◆ What is asked ◆
List every line of the data that contains the string "surface", matching case exactly.
▬▬▬
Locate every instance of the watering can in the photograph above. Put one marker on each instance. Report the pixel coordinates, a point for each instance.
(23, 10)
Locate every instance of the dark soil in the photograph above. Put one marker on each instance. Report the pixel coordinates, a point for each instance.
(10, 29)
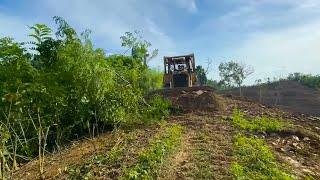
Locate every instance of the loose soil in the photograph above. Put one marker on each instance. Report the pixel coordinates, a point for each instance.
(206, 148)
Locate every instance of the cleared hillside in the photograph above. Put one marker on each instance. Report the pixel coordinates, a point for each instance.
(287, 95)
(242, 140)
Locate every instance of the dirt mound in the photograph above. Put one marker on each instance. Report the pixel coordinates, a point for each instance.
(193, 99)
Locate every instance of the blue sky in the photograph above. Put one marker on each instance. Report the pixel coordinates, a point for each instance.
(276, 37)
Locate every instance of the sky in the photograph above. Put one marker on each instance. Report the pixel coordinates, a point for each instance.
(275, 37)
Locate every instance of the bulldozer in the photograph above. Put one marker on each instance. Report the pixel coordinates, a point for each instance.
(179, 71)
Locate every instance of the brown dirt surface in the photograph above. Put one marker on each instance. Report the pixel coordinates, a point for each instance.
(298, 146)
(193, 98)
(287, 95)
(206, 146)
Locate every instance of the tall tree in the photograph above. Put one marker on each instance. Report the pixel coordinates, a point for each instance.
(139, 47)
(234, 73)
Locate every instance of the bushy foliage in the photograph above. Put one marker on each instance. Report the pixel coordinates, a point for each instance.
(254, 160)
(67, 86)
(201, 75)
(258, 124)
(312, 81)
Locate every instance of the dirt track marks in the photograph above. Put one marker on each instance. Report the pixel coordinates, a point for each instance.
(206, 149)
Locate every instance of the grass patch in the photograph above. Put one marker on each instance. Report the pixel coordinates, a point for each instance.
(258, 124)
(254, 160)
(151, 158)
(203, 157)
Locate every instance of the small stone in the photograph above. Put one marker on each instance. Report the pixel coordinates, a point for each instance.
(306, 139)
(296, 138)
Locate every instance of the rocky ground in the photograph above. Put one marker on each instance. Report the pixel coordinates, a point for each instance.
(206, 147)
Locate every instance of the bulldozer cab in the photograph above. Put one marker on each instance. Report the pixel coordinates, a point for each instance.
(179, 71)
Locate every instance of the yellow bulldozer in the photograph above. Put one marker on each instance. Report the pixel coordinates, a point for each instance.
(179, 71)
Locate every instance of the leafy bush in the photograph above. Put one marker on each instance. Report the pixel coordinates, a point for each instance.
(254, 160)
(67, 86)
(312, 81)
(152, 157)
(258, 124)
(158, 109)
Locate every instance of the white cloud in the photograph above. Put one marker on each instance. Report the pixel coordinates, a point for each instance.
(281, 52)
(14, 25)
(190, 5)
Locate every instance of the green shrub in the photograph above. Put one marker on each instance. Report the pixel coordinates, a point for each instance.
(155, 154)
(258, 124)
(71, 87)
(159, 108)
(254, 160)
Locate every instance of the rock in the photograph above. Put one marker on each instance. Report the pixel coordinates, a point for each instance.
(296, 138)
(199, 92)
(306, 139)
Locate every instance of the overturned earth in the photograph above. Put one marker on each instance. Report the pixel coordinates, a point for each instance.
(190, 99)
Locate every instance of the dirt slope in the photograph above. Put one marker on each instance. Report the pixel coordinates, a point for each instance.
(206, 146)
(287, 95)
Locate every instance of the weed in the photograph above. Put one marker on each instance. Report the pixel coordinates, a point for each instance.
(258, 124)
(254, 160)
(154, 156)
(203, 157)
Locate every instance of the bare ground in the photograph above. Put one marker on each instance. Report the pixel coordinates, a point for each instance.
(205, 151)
▬▬▬
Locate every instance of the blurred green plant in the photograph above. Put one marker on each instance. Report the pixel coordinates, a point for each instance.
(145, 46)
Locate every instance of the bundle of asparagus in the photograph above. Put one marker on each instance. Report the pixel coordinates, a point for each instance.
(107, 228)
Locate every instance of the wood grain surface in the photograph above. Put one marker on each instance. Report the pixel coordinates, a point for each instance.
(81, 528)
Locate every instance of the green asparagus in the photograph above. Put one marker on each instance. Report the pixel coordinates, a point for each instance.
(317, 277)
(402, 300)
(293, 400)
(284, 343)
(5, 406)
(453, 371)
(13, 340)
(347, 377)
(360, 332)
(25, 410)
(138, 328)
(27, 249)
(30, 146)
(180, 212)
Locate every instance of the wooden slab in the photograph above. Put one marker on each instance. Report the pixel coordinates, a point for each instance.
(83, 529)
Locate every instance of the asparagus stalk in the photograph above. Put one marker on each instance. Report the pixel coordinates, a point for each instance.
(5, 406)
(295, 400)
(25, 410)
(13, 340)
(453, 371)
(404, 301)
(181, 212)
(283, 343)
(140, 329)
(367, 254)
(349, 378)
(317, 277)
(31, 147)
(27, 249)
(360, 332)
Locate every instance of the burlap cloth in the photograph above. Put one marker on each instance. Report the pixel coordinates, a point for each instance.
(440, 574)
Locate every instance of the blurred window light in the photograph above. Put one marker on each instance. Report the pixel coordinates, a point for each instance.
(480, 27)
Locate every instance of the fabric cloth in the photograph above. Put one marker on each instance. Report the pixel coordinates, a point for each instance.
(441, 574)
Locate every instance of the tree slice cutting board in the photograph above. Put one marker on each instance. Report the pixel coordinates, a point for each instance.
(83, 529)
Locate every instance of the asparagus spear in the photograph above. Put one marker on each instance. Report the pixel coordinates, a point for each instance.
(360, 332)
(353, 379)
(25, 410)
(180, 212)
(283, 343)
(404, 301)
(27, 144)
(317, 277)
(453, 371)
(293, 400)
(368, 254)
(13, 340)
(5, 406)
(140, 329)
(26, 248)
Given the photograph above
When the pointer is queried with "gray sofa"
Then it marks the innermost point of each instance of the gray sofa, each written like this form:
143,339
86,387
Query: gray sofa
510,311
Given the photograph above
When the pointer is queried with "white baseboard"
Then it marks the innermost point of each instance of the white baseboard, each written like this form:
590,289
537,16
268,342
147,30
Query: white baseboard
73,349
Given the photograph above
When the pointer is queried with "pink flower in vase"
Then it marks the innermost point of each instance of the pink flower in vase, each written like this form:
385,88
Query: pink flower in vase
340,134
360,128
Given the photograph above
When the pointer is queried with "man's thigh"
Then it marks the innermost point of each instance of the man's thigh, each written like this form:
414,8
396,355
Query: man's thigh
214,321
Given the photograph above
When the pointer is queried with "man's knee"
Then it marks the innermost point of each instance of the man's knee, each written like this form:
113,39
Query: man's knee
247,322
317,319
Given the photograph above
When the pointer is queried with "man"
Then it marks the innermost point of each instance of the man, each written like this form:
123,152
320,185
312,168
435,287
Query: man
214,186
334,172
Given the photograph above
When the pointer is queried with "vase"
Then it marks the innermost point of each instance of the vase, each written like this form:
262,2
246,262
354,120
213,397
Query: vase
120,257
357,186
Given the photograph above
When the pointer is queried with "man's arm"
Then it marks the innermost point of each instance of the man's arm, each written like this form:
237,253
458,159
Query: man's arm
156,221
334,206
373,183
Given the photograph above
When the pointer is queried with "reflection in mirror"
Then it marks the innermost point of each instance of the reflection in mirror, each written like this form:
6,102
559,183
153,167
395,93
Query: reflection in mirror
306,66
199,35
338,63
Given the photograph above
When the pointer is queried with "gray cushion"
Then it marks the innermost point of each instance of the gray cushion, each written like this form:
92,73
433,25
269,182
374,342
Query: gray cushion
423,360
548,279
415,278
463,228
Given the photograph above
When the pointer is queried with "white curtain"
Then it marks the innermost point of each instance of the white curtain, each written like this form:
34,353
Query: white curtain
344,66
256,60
▬▬▬
◆ Exercise output ◆
Locate every instance of the brown dirt surface in the photograph above. Put one marker on each instance. Report the pixel coordinates, a point for each instance.
Locate every instance of the wood grain surface in the photograph above. Put one marker on each instance. Report the pixel coordinates, a point for each instance.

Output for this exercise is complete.